Instructions for the task: Each line below containing the word "building" needs to be shown.

(Image-grounded pointing data)
+++

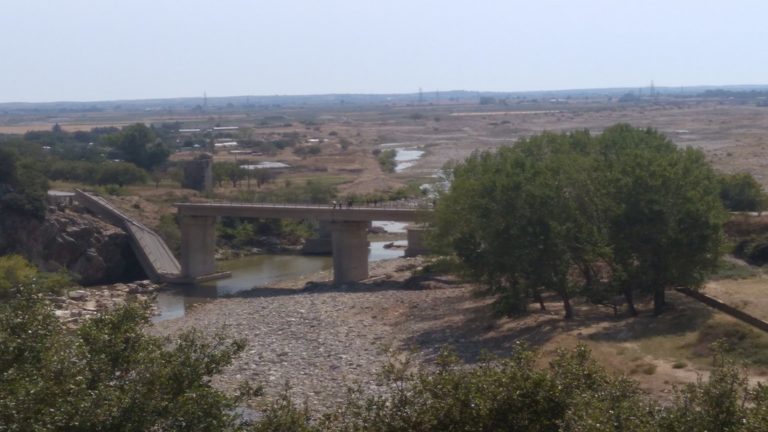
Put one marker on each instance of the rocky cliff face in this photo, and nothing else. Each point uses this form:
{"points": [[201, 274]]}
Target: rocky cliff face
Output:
{"points": [[95, 251]]}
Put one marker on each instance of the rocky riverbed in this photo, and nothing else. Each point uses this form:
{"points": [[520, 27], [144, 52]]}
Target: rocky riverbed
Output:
{"points": [[322, 339], [78, 305]]}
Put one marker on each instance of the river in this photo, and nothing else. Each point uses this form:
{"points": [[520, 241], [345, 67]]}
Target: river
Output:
{"points": [[255, 271]]}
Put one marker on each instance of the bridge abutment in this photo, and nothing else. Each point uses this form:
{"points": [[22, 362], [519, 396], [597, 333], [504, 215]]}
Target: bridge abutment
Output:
{"points": [[417, 244], [198, 246], [350, 250]]}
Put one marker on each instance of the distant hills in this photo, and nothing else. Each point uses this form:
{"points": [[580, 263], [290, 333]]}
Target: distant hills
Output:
{"points": [[285, 101]]}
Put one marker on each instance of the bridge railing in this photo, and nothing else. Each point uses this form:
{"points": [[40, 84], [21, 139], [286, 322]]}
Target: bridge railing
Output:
{"points": [[402, 204]]}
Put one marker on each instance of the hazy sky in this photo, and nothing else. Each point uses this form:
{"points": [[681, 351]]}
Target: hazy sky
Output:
{"points": [[84, 50]]}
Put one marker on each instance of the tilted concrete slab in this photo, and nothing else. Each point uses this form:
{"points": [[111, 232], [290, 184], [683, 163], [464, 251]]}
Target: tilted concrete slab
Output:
{"points": [[347, 225]]}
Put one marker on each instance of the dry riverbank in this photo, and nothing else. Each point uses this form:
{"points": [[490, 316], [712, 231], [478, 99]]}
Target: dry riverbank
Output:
{"points": [[322, 338]]}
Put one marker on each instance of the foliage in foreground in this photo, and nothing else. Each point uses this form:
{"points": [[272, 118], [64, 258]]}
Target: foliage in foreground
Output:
{"points": [[619, 213], [108, 375]]}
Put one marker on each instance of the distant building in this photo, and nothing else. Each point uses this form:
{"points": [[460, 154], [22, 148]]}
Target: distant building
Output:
{"points": [[198, 173]]}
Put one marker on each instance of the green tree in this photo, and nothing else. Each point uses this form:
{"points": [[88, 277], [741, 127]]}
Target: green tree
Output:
{"points": [[139, 145], [523, 218], [121, 174], [108, 375], [549, 212], [22, 186], [666, 216]]}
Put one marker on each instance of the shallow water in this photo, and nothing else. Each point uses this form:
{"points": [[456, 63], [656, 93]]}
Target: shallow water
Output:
{"points": [[255, 271]]}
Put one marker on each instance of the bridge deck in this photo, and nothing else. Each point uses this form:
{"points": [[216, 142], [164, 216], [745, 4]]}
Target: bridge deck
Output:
{"points": [[307, 211], [154, 255]]}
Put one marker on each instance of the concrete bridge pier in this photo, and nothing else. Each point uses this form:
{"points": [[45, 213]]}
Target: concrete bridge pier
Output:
{"points": [[350, 250], [198, 246], [417, 242], [322, 244]]}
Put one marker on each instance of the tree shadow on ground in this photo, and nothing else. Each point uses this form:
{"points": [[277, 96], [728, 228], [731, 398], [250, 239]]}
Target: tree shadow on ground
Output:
{"points": [[683, 315], [481, 330], [352, 287]]}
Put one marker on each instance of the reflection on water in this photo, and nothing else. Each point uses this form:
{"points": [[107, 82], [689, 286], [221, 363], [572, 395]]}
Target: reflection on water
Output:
{"points": [[407, 158], [253, 271]]}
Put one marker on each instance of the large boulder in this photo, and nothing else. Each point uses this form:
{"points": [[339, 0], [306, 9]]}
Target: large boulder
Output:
{"points": [[94, 251]]}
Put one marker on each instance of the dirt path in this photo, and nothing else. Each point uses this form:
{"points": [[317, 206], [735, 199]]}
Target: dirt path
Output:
{"points": [[322, 339]]}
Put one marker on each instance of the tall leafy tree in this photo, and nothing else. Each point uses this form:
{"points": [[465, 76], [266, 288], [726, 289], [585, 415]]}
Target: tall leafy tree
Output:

+++

Exercise answer:
Put one marker on each instance of the distant building in this photo, and nothing else. Each point uses this form:
Target: distant building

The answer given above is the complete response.